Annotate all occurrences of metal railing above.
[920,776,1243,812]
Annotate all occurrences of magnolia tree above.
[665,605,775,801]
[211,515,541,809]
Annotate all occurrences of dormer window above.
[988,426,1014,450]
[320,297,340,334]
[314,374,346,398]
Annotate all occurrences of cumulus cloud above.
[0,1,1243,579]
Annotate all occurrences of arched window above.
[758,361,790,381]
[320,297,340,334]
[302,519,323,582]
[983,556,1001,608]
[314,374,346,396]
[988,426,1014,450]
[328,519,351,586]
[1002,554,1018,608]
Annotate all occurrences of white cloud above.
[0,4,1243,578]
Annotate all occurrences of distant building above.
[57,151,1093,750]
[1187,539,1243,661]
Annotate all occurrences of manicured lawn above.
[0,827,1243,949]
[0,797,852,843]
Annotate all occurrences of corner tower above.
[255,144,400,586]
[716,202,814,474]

#####

▶ _Trabajo por hacer_
Devuelve todas las líneas de los registros anteriores como una lista JSON de cadenas, una cadena por línea y sin las líneas en blanco.

▶ _Respuesta del ejercicio_
[
  "Annotate all occurrences of metal railing above.",
  "[920,776,1243,812]",
  "Annotate all occurrences of magnolia tree above.",
  "[665,605,775,801]",
  "[211,515,541,809]",
  "Annotate all occurrences of dormer window above.",
  "[988,426,1014,450]",
  "[320,297,340,334]",
  "[314,374,346,398]",
  "Annotate all occurrences of cumulus cloud above.",
  "[0,1,1243,579]",
  "Annotate all occurrences of arched window above.",
  "[758,361,790,381]",
  "[320,297,340,334]",
  "[302,519,323,582]",
  "[983,556,1001,608]",
  "[314,374,346,396]",
  "[988,426,1014,450]",
  "[328,519,351,586]",
  "[1002,554,1018,608]",
  "Annotate all occurrences of white cloud above.",
  "[0,4,1243,578]",
  "Annotate all occurrences of distant building above.",
  "[57,151,1093,750]",
  "[1187,539,1243,661]",
  "Annotate all occurrences of manicured lawn above.",
  "[0,827,1243,949]",
  "[0,797,852,843]",
  "Annotate all occurrences of corner tower above.",
  "[255,144,400,586]",
  "[716,202,814,474]"
]